**DIRECTIVE 1**
In the Valencia housing thread, what does bobbylennox name as the big problem with the rentals that fit the bill and budget?
**DIRECTIVE 2**
List every username that posts in the Valencia housing thread.
**DIRECTIVE 3**
Go on with the Valencia housing thread after its final post.

**SUPPLIED PASSAGE**
====
# FAO Anyone in Valencia



## bobbylennox (Jul 13, 2011)

any advice with regards the best places to live would be greatly appreciated, we're looking for somewhere pet friendly, close to the sea and preferably with a pool, is this realistic?

we've seen quite a few that fitted the bill and budget but the big problem was that there were very few pet friendly rental accommodations.


----------



## sat (Jul 20, 2008)

Is that Communidad Valencia, Province Valencia, or Valencia City?
Community Valencia covers a very large area, so narrowing the area down may help people with answers.


----------



## bobbylennox (Jul 13, 2011)

the city preferably Sat, but if an ideal property became available within an easy commuting distance that wouldn't be a problem.


----------



## pladecalvo (Aug 11, 2010)

bobbylennox said:


> the city preferably Sat, but if an ideal property became available within an easy commuting distance that wouldn't be a problem.


There must be loads in the city because you can hardly walk down the pavement without getting your shoes covered in dog crap.


----------



## littleredrooster (Aug 3, 2008)

Probably cost arms and legs for anything like that close to the sea in the city.

However if you're just looking for an apartment it may be worth checking out the numerous Spanish holiday urbs on the coastal road just to the South past the Albufera park in the direction of Cullera, mostly right next to the beaches which are lovely and clean all the way down, but no dogs allowed.
====
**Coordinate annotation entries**

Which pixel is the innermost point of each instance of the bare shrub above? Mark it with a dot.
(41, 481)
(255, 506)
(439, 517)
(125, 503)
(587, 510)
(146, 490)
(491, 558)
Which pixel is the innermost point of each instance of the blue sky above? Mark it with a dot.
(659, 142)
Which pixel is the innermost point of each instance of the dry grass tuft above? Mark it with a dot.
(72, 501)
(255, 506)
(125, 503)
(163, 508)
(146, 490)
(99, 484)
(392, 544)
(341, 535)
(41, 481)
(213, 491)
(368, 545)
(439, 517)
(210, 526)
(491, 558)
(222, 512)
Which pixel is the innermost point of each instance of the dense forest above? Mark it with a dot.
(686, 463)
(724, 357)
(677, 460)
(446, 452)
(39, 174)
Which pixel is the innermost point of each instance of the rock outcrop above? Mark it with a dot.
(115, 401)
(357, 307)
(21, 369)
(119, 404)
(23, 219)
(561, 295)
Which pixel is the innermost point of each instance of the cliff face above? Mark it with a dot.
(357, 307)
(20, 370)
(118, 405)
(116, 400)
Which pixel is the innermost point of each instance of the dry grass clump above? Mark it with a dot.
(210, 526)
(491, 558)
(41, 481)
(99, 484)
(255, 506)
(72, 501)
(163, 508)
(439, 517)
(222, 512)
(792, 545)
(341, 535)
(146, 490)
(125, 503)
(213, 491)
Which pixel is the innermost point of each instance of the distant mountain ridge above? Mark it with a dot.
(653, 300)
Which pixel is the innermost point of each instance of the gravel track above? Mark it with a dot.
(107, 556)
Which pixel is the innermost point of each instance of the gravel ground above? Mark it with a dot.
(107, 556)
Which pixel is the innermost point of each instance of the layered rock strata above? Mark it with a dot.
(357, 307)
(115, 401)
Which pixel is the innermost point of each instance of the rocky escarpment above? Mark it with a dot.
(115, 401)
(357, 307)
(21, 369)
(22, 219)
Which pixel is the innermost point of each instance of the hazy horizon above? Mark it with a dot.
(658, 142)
====
**WRITTEN RESPONSE 1**
Very few of the rental accommodations were pet friendly.

**WRITTEN RESPONSE 2**
bobbylennox, sat, pladecalvo, littleredrooster

**WRITTEN RESPONSE 3**
If you want a detached villa or chalet with pool, there are loads a little inland in really nice areas within about twenty kms of the city centre at fairly reasonable rates.


----------



## bobbylennox (Jul 13, 2011)

thanks for the tips guys, we have a budget of around €800 a month, could anyone reccommend any specific area's to look for or which websites i should be using to check?


----------



## xabiaxica (Jun 23, 2009)

bobbylennox said:


> thanks for the tips guys, we have a budget of around €800 a month, could anyone reccommend any specific area's to look for or which websites i should be using to check?


is that just for rent?

have you tried searching on the rental links in the 'useful links' sticky' - you'll get some idea of what you can afford & where


----------



## bobbylennox (Jul 13, 2011)

xabiachica said:


> is that just for rent?
> 
> have you tried searching on the rental links in the 'useful links' sticky' - you'll get some idea of what you can afford & where


yeah, we're only planning on being there for a year or so, so we're not looking to buy.

thanks i'll check that thread now.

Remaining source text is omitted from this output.